> _SOURCE EXTRACT_:
━━━

Pytorch编译器概念之——Fake tensor

Fake tensor

FakeTensors are a __torch__dispatch__ subclass that trace out tensor operations without actually doing computation. Fake Tensors are comprised of a meta tensor and a fake device. Running your code with fake tensor should completely replicate all of the properties you would get running with their real counterparts - sizes, strides, aliasing, etc. They were first implemented outside of tree in torchdistx but have reimplemented to take advantage of __torch_dispatch__ and in python for flexibility.

Fake Tensors are used throughout PyTorch 2.0 to trace through PyTorch without actually running operators on real tensors, and to persist type information on FX Graphs

For any use case where you like to abstract analysis on the operators and tensors of your model, we encourage FakeTensors. Here, we are going to focus on a couple of example use cases.

Code: fake_tensor.py

Motivation 动机

When doing Dynamo symbolic evaluation and compiler passes, we often want to be able to run tensor operations to understand what output sizes/dtypes/devices are, without actually running those operations (or trashing preexisting tensors), which would be slower (if you’re doing a lot of compute) and take a lot of memory (it’s bad if your compiler needs to use GPU memory while you are compiling the program). A fake tensor is like a real tensor in all respects, except that it doesn’t actually have any data. For example, when we do Dynamo tracing, we need to trace through user Tensor code and answer questions about intermediates (e.g., if a user does a conditional on an intermediate tensor). Without fake tensor, we would not have accurate information for these queries.

dynamo trace的时候,用fake tensor来当做实际的输入去获取图中的中间结果,fake tensor不需要实际占用显存,不需要实际去跑。

Similarly, suppose you want to store metadata for a tensor, e.g., on an FX IR node (meta[‘val’]). You can instead store a fake tensor directly on the node, which will give you all the metadata you need for the tensor, including subtle stuff that you probably wouldn’t have handled (e.g., aliasing relationships).

同时也可以存meta data。

Related work

  • A meta tensor is a tensor with device=‘meta’. This is actually a lot of what you want for fake tensor, but meta tensors don’t model devices, and sometimes stride behavior varies depending on your device, so fake tensors really can get a lot more accurate info this way. Also, meta tensors are “global” (they exist on their own, similar to how a CPU/CUDA tensor exist on their own), whereas fake tensors are scoped to a FakeTensorMode.

━━━

> _RECORD LIST_:
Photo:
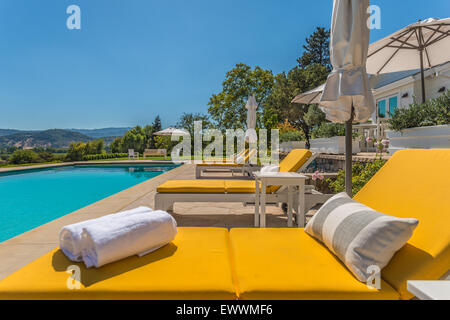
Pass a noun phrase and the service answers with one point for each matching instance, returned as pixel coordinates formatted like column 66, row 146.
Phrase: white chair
column 133, row 154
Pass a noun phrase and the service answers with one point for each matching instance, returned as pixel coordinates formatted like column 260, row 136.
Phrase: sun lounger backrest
column 415, row 184
column 294, row 160
column 249, row 154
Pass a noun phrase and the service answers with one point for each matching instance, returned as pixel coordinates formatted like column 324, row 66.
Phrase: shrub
column 104, row 156
column 431, row 113
column 361, row 175
column 24, row 156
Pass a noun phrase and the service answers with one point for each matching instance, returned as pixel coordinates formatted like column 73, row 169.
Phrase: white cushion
column 358, row 235
column 270, row 168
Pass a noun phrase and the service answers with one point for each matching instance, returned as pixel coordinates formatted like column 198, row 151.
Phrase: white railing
column 370, row 130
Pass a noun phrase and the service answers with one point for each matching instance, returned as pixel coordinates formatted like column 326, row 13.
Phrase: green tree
column 316, row 49
column 227, row 108
column 95, row 147
column 149, row 138
column 187, row 120
column 157, row 124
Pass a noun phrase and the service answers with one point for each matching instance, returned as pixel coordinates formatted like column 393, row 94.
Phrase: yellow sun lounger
column 213, row 263
column 187, row 268
column 174, row 191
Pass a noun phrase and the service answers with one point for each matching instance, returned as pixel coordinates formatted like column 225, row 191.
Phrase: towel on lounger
column 116, row 239
column 70, row 236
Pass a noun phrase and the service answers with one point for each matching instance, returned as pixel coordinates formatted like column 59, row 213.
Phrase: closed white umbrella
column 171, row 132
column 421, row 45
column 347, row 95
column 251, row 107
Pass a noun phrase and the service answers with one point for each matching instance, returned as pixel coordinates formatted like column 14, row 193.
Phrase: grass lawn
column 112, row 160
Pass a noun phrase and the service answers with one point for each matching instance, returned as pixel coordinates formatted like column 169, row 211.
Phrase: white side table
column 289, row 179
column 430, row 290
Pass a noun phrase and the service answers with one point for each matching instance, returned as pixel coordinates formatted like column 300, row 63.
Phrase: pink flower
column 316, row 175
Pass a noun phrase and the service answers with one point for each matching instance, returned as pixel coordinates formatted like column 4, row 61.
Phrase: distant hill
column 5, row 132
column 101, row 133
column 56, row 138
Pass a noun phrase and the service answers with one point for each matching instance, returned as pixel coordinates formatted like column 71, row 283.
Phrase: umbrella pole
column 422, row 75
column 348, row 154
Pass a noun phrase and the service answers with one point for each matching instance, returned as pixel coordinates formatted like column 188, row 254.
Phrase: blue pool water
column 31, row 198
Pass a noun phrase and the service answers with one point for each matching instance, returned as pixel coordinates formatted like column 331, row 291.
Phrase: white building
column 398, row 89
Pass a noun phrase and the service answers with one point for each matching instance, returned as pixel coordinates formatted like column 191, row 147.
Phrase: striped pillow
column 358, row 235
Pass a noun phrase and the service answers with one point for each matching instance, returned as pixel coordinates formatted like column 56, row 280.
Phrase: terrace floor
column 23, row 249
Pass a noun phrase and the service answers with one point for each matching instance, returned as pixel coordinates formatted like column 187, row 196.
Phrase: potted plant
column 330, row 138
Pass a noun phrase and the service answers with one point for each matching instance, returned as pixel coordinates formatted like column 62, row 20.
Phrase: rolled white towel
column 137, row 234
column 270, row 168
column 70, row 236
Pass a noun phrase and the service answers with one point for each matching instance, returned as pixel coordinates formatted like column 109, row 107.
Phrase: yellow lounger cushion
column 219, row 164
column 196, row 265
column 415, row 184
column 289, row 264
column 192, row 186
column 292, row 163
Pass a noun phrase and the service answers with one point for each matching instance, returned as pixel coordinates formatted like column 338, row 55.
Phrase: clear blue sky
column 135, row 59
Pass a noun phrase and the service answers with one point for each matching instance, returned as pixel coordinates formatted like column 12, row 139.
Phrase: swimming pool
column 30, row 198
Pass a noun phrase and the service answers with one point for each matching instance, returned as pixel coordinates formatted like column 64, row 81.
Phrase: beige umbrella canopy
column 251, row 107
column 347, row 95
column 421, row 45
column 347, row 90
column 310, row 97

━━━

> _THE TASKS_:
- a) According to the fake tensor text, why can fake tensors get more accurate information than meta tensors? Answer in one to three sentences.
- b) Write the next part of the fake tensor text, picking up right after its last sentence.
The records have nothing to do with what comes next.

> _RESULTS_:
- a) Meta tensors do not model devices, and stride behavior sometimes varies by device. Because a fake tensor pairs a meta tensor with a fake device, it can capture that device-dependent behavior.

- b)
  • A tensor subclass lets you subclass torch.Tensor and customize their behavior. Fake tensors are implemented as a tensor subclass; that means almost all of its implementation lives in Python! For more simple examples of tensor subclasses check out subclass_zoo.

  • Dynamic shapes allow you to create tensors with symbolic sizes rather than only concrete sizes, and propagate these sizes symbolically through operations. Dynamic shapes maintain state in a ShapeEnv, which is always associated with a FakeTensorMode (so fake tensors also are responsible for managing symbolic sizes.) In general, whenever we compile a subgraph with PT2, there is a tracing context associated with this compilation, which contains, among other things, a FakeTensorMode and (possibly) a ShapeEnv.

Overall architecture

All fake tensors are associated with a FakeTensorMode. Because fake tensor’s primary use case is to do analysis on real tensors, the general workflow is you have a bunch of real tensors, you allocate a FakeTensorMode, and then you use from_real_tensor to convert all those real tensors into fake tensors, and then you do things to the fake tensors. In particular, the FakeTensorMode maintains a memo table persistently mapping tensors (and storages) to the same storages. If you fakeify the same tensor multiple times, you will get the same fake tensor; if you fakeify two tensors which alias each other, you will get two fake tensors which alias the same fake storage. FakeTensors are tensor subclasses, so if you do operations on them, you’ll automatically get a fake tensor, but in general you will want to do operations on fake tensors (e.g., if you’re running an FX pass) with the FakeTensorMode active; what a tensor operation will do is automatically turn on the fake tensor mode and try again.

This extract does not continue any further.